--- START SOURCE EXCERPT ---

Thomas Jefferson’s papers at the Library of Congress are full of examples of his interests in architecture, machinery, and weather. Arising from these interests was his long-term fascination with home heating, and for many years he experimented with the design of fireplaces at his Virginia home, Monticello, and elsewhere.
The Library of Congress recently acquired a letter about “Rumford fireplaces” that Jefferson wrote on May 2, 1799, while serving as John Adams’s vice-president. The letter is addressed to Wilson Cary Nicholas (1761-1820), a political protégé, relative by marriage, and friend. The letter begins: “Mr. P. Carr [Peter Carr, Jefferson’s nephew] informed me two days ago that you wished for the dimensions of the Rumford fireplaces.” Jefferson describes how he adapted his Rumford fireplaces to work with wood, rather than coal, and he includes two drawings. The first is for “where one has a new chimney to make and can arrange every thing to their will.” The other shows how to adapt an existing fireplace.

The Rumford fireplace was a design created by the American-born inventor Sir Benjamin Thompson, Count Rumford (1753-1814). After siding with the British during the American Revolution, Rumford lived out the rest of his life in England, Germany, and France. During his years in England and Bavaria, Rumford experimented with heating technology. His “Essay on Chimney Fire-Places, &c.” was published in Geneva in 1796. The honors he received for his work included a knighthood from King George III of Great Britain. In Bavaria, where he held several public offices, he was made a count. Without running down his “many talents,” the Dictionary of National Biography notes that his “capacity to recommend himself to the mighty was prominent.” He died in Paris.


Jefferson seems to have mistrusted Rumford, whom he classed among the “pseudo-philosophers,” and they never met or corresponded. The only exception was one routine letter that Rumford, as a founder of the Royal Institution, wrote to Jefferson as president of the American Philosophical Society. Despite Jefferson’s mistrust of Rumford, the man, he persisted in his interest in Rumford’s work, as letters and drawings in his papers show.
One of these is a drawing in Jefferson’s hand titled “Plan of Rumford Chimney, 1797,” that he added to the end of an “Essay on Charcoal and Gunpowder” by an unknown author. Two more Jefferson drawings evidence Jefferson’s broader interest in heating and show a heating plant or furnace “by which every apartment in a house is warmed by a single fire.” In other words, central heating long before it was commonly available in American buildings.

--- END SOURCE EXCERPT ---

REQUIREMENTS » According to the Jefferson fireplace article above, why did Jefferson write his May 2, 1799 letter to Wilson Cary Nicholas? Answer in one to three sentences.

--- START GIVEN INFORMATION ---

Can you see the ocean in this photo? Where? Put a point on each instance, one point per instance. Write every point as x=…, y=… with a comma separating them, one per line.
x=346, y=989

--- END GIVEN INFORMATION ---

OUTPUT OF THE EXERCISE » Two days earlier, Jefferson's nephew Peter Carr had told him that Nicholas wished for the dimensions of the Rumford fireplaces. In reply, Jefferson described how he had adapted these fireplaces to burn wood rather than coal. He included two drawings, one for building a new chimney and one for adapting an existing fireplace.